--- Work to be completed ---
Return the lines below that contain "marker".

--- Provided information ---
------------------------------------------------------------

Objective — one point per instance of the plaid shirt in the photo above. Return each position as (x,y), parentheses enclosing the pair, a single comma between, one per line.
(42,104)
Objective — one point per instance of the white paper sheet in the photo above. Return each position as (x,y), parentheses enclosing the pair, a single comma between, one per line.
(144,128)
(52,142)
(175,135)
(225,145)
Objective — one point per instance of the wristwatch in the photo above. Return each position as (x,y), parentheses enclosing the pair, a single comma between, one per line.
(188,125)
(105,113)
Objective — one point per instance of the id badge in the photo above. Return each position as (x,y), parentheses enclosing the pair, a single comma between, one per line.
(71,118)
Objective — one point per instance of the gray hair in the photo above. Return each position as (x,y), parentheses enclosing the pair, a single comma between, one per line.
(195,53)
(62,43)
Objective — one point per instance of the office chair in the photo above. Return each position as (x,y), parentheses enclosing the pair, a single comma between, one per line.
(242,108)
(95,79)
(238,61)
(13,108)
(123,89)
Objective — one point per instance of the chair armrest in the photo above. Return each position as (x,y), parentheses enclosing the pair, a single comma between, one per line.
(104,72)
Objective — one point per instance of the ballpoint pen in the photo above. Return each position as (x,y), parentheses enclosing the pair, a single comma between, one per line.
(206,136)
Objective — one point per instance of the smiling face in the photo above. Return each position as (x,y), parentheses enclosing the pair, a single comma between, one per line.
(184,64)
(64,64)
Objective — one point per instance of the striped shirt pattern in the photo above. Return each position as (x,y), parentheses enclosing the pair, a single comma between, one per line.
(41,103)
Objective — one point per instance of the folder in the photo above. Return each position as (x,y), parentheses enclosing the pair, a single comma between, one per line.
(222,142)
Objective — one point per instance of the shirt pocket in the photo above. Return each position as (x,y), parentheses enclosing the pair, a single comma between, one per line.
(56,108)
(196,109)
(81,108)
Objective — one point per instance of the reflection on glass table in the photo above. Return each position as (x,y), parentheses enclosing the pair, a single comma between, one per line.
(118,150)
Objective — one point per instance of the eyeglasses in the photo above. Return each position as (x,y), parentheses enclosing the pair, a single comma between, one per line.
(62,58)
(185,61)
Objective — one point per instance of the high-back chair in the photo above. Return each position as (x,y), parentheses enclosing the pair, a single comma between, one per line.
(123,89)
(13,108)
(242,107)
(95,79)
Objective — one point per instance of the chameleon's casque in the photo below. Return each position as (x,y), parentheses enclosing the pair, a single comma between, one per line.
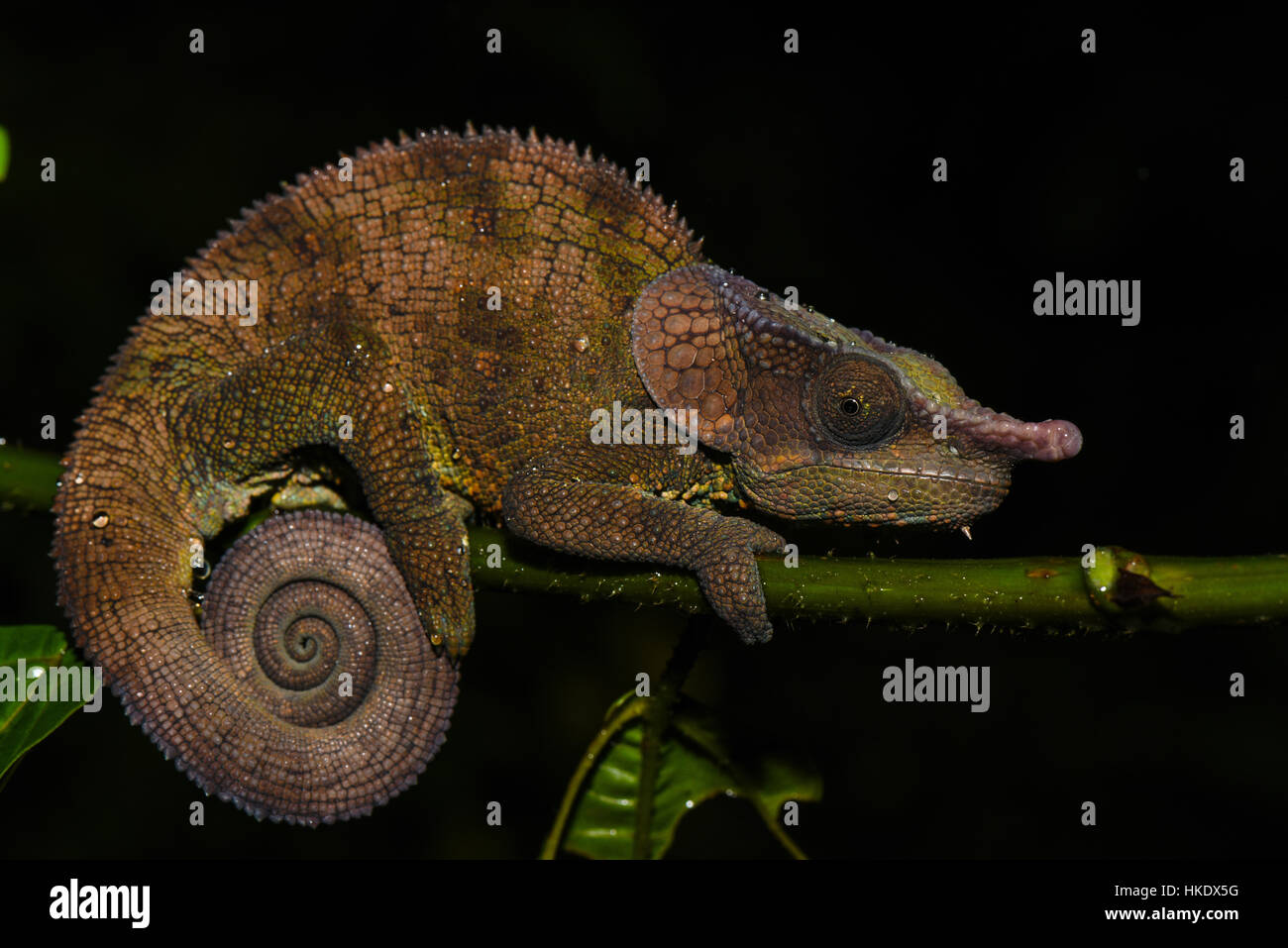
(317,677)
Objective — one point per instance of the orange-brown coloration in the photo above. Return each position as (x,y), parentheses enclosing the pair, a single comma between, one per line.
(447,321)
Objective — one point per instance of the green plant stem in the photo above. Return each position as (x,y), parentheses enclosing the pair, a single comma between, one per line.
(613,724)
(657,719)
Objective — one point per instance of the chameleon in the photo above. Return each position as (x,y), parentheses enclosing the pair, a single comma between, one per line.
(441,316)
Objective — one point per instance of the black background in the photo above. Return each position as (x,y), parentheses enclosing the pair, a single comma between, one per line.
(809,170)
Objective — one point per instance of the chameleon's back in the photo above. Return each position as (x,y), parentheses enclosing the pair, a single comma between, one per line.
(490,277)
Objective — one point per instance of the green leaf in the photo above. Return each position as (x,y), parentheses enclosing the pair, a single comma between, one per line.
(27,478)
(694,767)
(26,721)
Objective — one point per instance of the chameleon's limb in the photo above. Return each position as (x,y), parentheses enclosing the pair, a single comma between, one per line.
(595,501)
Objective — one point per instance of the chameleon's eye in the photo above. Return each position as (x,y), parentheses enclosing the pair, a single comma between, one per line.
(858,402)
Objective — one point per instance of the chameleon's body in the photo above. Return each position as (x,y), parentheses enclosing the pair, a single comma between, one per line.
(375,337)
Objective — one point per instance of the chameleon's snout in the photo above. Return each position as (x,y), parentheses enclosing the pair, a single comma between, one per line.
(1025,441)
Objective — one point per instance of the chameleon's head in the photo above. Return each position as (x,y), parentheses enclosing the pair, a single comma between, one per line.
(825,423)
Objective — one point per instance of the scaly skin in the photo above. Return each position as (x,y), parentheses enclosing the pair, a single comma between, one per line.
(374,308)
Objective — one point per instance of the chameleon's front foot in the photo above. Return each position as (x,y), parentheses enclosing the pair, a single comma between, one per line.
(730,579)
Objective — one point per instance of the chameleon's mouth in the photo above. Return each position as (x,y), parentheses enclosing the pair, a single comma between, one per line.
(877,492)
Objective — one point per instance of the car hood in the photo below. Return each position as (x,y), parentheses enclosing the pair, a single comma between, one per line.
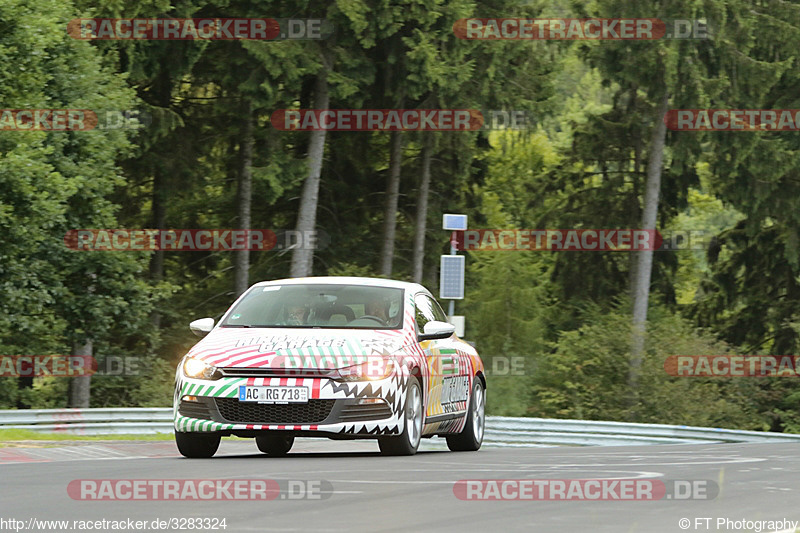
(296,348)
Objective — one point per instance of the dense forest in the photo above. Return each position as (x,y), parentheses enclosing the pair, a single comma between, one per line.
(588,332)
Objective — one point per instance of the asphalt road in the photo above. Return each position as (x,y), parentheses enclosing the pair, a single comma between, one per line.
(364,491)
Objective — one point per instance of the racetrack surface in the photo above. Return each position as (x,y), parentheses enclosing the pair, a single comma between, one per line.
(376,493)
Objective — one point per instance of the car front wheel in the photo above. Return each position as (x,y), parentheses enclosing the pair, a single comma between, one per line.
(407,442)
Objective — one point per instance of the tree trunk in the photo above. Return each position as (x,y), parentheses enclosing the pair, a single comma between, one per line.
(302,258)
(158,211)
(159,218)
(422,208)
(244,198)
(80,387)
(390,209)
(641,294)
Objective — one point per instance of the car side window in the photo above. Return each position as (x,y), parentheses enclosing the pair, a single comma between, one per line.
(438,312)
(424,310)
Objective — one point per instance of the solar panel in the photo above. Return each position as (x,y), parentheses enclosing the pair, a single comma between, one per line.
(454,222)
(451,277)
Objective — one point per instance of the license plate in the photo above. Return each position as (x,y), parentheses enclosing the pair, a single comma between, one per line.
(273,394)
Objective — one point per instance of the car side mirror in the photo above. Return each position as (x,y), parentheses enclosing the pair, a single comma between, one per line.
(202,326)
(436,330)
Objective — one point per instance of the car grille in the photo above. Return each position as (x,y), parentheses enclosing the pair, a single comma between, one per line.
(376,411)
(313,412)
(194,410)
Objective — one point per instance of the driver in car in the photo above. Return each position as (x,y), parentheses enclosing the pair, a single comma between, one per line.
(377,308)
(296,314)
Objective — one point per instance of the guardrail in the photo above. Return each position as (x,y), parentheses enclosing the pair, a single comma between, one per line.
(500,431)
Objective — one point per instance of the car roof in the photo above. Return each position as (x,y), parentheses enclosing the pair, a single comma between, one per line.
(347,280)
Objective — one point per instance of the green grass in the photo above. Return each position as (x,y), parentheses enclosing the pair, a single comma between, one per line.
(10,435)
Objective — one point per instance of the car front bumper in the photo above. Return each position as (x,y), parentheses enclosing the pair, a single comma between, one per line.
(359,408)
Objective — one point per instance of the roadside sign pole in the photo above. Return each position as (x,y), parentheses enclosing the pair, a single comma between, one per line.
(452,272)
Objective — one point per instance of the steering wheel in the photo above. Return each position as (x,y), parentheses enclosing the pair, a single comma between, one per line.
(370,317)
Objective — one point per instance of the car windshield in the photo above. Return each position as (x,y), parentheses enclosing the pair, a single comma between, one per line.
(319,306)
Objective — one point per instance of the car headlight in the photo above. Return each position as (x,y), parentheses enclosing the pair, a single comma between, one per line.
(374,369)
(199,369)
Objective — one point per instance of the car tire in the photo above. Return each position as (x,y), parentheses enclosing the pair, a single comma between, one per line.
(471,437)
(275,444)
(197,445)
(407,442)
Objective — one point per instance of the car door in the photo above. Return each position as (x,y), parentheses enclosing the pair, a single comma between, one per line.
(448,369)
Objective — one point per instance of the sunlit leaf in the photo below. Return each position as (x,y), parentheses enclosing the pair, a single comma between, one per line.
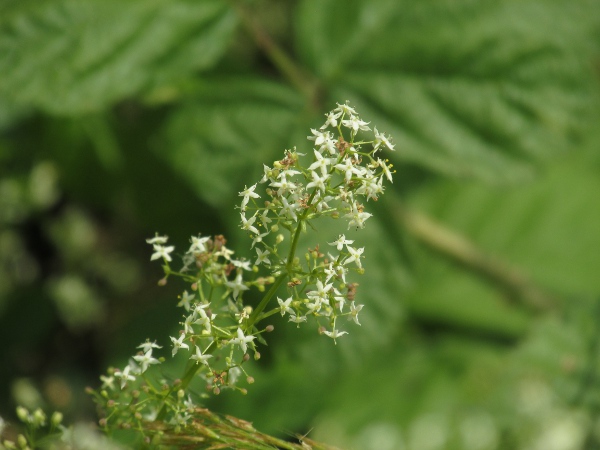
(71,56)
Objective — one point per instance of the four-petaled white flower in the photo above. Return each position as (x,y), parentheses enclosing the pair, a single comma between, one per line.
(242,340)
(125,376)
(185,300)
(178,343)
(354,310)
(340,242)
(334,334)
(355,255)
(198,244)
(284,306)
(200,358)
(145,360)
(157,239)
(161,251)
(148,346)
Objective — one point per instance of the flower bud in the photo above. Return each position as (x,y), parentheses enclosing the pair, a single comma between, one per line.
(22,414)
(56,418)
(22,440)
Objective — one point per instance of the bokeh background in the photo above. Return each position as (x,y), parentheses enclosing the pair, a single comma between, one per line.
(480,329)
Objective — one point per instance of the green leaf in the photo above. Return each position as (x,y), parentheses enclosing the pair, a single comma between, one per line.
(220,138)
(72,56)
(548,228)
(467,88)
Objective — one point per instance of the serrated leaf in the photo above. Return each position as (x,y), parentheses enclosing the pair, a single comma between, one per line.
(547,228)
(220,139)
(466,88)
(71,56)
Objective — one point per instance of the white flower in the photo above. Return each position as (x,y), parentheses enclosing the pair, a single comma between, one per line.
(318,136)
(198,244)
(345,108)
(244,265)
(237,285)
(148,346)
(355,124)
(284,306)
(185,300)
(107,382)
(157,239)
(332,117)
(162,252)
(335,334)
(318,181)
(340,242)
(262,257)
(145,360)
(355,255)
(242,340)
(248,225)
(358,217)
(178,343)
(320,163)
(354,310)
(380,140)
(125,376)
(297,319)
(200,358)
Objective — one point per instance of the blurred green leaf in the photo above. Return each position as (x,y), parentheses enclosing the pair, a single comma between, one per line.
(220,138)
(71,56)
(548,228)
(468,88)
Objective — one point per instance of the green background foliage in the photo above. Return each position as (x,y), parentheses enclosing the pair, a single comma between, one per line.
(480,327)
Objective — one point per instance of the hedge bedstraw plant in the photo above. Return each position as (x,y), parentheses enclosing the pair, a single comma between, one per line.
(219,330)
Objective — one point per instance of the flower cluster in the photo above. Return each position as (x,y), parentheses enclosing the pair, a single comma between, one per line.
(219,328)
(340,174)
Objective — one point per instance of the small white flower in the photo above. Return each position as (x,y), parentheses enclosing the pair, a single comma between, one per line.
(200,358)
(380,140)
(125,376)
(297,319)
(145,360)
(162,252)
(157,239)
(332,117)
(335,334)
(354,310)
(340,242)
(148,346)
(178,343)
(242,340)
(355,255)
(185,300)
(284,306)
(355,124)
(318,181)
(320,163)
(198,244)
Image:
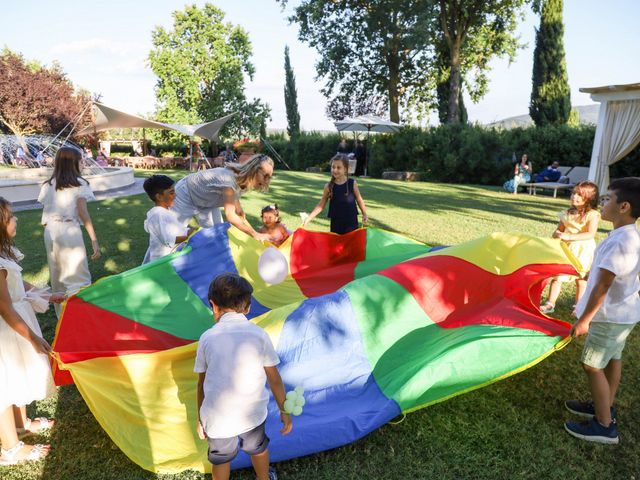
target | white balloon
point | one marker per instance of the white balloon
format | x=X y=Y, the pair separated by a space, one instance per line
x=273 y=266
x=291 y=395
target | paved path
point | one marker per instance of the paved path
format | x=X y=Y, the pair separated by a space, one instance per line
x=133 y=189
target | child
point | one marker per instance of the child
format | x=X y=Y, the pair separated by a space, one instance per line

------------------------------------------------------------

--- Your solution ---
point | one marker per instance of the white balloon
point | one marker per instance of the paved path
point | one marker per instance of the child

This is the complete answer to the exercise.